**Your objective**:
Copy the passage of the book review that starts at "Who are you?" and ends at "by Robin Wasserman.".

**Exercise text**:
- - -
Who are you? – Julie Hearn’s Rowan the Strange

Julie Hearn‘s Rowan the Strange is, at once,  a fairy tale and also a riff of One flew Over the Cuckoo’s Nest or, perhaps, the Bell Jar.It continues her exporation through questions of identity that she has explored in books like Ivy and what adults can do to children. It is becoming a wider question in children’s literature as writers like Neal Shusterman explores this question in Unwind or Skinned by Robin Wasserman.

Rowan is sectioned for schizophrenia by his family and undergoes electroshock therapy under the guidance of Dr Von Metzer. After his first treatment, he confuses his identity for Superboy in his comics which are delivered. Von Metzer decides that a leading role as Peter Pan in the pantomime could be used to induce an attack to try and right his sense of self. Hearn explores the notion of how Rowan sees himself and the different voices inside his head as the “real” identity comes back to the fore.

The ECT is shown to be short term but he wants the treatment again when his friend, Dorothea, commits suicide on the edge of the asylum and in the sight of freedom. Hearn iterates over the theme with Rowan but a trip to see the film of the Wizard of Oz helps him begin to understand his own place in the world. The fantastic darkly echoes the issues that Rowan is exploring and it is on the return from the cinema that he is able to stand up to the adult world and reject its own interpretation of him as insane and Dr Von Metzer as a suspected Nazi spy. He finds his own place and space.

Disturbing and revelatory, less preaching perhaps than some authors, Hearn forces the reader to identify with Rowan and his story. One does question how he will fit in with the world outside which is at war and his family but it is a hopeful ending, a litlte like Ivy who also takes her own identity into her hands. Unlike Ivy, Rowan does not need to escape from the world but he is not entirely part of it.  Hearn’s worlds are chaotic and this novel brings this to the fore.
- - -
[Dataset items]
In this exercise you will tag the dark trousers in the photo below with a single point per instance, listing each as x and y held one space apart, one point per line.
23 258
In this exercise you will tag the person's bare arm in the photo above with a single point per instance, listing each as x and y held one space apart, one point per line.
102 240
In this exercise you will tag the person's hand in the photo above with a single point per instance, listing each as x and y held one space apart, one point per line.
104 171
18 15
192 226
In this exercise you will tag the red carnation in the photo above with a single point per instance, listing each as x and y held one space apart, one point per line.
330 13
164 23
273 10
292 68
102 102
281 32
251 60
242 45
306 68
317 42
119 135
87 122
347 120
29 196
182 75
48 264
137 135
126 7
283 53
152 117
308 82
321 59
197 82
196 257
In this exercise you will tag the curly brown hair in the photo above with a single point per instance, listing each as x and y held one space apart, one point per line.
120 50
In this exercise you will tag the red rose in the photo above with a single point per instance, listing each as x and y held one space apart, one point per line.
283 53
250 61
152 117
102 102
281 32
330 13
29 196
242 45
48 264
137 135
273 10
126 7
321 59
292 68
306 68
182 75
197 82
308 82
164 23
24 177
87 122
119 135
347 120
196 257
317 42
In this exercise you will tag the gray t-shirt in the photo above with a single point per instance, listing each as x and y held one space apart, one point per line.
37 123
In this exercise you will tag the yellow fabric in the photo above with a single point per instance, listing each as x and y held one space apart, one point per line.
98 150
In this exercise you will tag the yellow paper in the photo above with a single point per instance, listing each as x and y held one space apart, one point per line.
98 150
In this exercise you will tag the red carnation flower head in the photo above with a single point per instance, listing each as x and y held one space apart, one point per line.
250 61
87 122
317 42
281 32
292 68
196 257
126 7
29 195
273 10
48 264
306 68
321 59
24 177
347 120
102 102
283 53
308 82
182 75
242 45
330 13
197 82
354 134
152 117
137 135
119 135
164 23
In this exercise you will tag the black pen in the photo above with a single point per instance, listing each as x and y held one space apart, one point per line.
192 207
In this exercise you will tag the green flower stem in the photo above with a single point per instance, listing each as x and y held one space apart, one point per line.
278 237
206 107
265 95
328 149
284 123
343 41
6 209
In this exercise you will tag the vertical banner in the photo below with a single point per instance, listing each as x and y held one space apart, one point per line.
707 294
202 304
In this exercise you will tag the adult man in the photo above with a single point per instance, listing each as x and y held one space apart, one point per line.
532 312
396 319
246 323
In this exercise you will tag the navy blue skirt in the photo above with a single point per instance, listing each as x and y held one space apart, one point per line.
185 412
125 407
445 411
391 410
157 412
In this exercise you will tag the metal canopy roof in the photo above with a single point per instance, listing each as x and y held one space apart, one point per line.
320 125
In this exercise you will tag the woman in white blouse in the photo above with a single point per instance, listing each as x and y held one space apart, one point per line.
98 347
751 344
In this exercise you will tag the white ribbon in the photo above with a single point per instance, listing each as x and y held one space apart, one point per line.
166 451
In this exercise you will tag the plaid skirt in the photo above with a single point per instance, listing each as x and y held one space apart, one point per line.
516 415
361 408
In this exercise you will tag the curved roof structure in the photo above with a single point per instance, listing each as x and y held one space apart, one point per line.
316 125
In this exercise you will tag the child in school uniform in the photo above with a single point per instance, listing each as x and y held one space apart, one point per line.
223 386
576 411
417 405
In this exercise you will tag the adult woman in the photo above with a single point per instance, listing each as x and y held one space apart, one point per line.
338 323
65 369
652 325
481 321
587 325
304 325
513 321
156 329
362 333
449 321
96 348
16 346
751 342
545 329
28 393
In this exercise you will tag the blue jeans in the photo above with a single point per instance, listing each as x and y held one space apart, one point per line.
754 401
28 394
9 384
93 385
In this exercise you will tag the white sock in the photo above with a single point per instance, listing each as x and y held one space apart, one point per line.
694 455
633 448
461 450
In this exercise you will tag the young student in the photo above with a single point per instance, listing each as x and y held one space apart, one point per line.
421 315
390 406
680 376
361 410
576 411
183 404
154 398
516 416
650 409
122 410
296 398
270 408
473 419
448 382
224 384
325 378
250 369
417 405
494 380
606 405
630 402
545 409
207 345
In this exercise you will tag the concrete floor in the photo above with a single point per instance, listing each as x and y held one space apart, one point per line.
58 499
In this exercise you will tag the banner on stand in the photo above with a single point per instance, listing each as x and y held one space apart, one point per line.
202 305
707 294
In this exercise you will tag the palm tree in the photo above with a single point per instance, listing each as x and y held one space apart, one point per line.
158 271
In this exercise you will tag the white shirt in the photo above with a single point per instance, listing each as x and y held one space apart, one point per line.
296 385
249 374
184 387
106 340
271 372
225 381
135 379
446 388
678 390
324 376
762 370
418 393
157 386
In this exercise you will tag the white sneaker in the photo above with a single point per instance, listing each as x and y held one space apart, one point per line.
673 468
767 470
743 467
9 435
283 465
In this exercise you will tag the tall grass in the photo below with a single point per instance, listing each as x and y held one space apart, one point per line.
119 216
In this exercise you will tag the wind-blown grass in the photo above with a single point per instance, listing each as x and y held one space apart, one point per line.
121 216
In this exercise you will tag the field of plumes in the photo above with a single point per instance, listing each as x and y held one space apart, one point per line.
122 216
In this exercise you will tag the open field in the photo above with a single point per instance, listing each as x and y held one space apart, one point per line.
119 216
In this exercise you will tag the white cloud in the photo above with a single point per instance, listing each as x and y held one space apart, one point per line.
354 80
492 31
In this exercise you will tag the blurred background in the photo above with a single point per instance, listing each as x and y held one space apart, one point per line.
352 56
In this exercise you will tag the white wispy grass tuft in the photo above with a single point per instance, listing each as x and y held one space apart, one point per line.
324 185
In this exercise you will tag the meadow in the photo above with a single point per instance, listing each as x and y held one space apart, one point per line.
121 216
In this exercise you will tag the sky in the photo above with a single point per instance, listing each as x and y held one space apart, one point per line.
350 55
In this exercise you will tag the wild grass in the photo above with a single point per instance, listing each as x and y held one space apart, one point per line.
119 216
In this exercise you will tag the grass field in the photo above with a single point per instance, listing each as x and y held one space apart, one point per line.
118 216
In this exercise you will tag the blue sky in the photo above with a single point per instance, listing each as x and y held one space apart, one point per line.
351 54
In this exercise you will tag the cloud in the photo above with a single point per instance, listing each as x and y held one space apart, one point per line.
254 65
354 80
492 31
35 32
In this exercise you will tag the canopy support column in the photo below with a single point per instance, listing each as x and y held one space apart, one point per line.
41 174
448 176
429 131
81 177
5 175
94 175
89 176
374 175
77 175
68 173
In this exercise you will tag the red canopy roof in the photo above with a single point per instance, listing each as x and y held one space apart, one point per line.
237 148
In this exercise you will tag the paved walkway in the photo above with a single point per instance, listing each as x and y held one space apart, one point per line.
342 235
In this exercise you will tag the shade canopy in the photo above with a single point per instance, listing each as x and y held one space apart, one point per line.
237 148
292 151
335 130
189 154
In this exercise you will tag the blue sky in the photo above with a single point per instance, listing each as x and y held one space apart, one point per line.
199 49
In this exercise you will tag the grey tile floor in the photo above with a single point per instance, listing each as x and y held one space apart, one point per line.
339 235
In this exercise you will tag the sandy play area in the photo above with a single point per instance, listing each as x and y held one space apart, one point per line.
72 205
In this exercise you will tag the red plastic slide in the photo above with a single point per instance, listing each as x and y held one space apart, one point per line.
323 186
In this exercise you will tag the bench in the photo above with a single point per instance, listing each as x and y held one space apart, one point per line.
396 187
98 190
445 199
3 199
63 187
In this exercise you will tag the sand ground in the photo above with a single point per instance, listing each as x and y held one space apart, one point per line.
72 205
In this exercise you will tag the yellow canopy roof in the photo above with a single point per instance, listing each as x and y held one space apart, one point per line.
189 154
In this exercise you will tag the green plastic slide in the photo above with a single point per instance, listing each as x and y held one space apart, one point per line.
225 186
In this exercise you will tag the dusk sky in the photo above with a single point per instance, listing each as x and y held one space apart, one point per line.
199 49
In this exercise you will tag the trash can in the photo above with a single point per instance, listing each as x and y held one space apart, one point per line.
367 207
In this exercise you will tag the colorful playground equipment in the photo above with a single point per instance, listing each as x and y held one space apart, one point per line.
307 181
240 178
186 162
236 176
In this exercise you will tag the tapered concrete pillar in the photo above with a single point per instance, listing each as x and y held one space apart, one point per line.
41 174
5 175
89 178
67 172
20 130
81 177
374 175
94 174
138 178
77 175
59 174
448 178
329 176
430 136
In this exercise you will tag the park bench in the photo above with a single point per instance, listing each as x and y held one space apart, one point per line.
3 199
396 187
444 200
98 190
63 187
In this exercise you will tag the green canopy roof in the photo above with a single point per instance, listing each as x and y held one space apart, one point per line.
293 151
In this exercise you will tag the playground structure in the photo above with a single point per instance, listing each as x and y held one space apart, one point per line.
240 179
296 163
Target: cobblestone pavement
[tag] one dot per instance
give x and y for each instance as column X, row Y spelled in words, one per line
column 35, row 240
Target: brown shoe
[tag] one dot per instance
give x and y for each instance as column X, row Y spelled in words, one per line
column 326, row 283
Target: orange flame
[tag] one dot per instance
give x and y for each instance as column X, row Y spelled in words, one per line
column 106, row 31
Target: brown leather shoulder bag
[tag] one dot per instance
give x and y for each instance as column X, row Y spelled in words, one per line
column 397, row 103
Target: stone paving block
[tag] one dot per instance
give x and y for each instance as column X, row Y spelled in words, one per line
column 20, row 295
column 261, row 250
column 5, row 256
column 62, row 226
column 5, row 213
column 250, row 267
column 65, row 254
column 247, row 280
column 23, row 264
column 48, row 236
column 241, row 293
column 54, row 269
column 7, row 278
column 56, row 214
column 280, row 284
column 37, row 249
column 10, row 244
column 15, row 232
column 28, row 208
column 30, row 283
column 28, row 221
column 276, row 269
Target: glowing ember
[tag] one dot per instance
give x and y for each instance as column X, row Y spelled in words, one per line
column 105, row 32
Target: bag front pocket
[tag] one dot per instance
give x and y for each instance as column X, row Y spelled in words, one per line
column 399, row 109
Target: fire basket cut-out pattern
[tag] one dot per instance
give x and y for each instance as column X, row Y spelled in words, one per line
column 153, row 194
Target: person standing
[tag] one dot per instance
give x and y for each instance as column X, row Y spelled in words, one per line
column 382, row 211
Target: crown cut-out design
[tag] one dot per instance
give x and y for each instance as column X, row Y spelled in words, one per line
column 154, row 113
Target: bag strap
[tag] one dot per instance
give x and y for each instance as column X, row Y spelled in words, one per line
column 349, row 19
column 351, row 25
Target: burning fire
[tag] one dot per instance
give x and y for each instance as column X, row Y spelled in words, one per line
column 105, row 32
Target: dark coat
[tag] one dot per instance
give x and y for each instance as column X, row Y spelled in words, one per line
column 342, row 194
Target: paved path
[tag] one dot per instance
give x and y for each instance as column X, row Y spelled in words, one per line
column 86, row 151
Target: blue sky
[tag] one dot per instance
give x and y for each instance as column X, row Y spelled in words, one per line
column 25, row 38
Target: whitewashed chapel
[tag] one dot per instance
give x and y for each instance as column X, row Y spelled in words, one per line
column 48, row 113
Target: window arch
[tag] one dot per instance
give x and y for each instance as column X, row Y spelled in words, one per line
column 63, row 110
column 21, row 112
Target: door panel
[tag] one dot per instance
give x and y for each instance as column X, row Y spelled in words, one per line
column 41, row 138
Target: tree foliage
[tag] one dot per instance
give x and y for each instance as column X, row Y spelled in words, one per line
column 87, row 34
- - -
**Solved exercise**:
Who are you? – Julie Hearn’s Rowan the Strange

Julie Hearn‘s Rowan the Strange is, at once,  a fairy tale and also a riff of One flew Over the Cuckoo’s Nest or, perhaps, the Bell Jar.It continues her exporation through questions of identity that she has explored in books like Ivy and what adults can do to children. It is becoming a wider question in children’s literature as writers like Neal Shusterman explores this question in Unwind or Skinned by Robin Wasserman.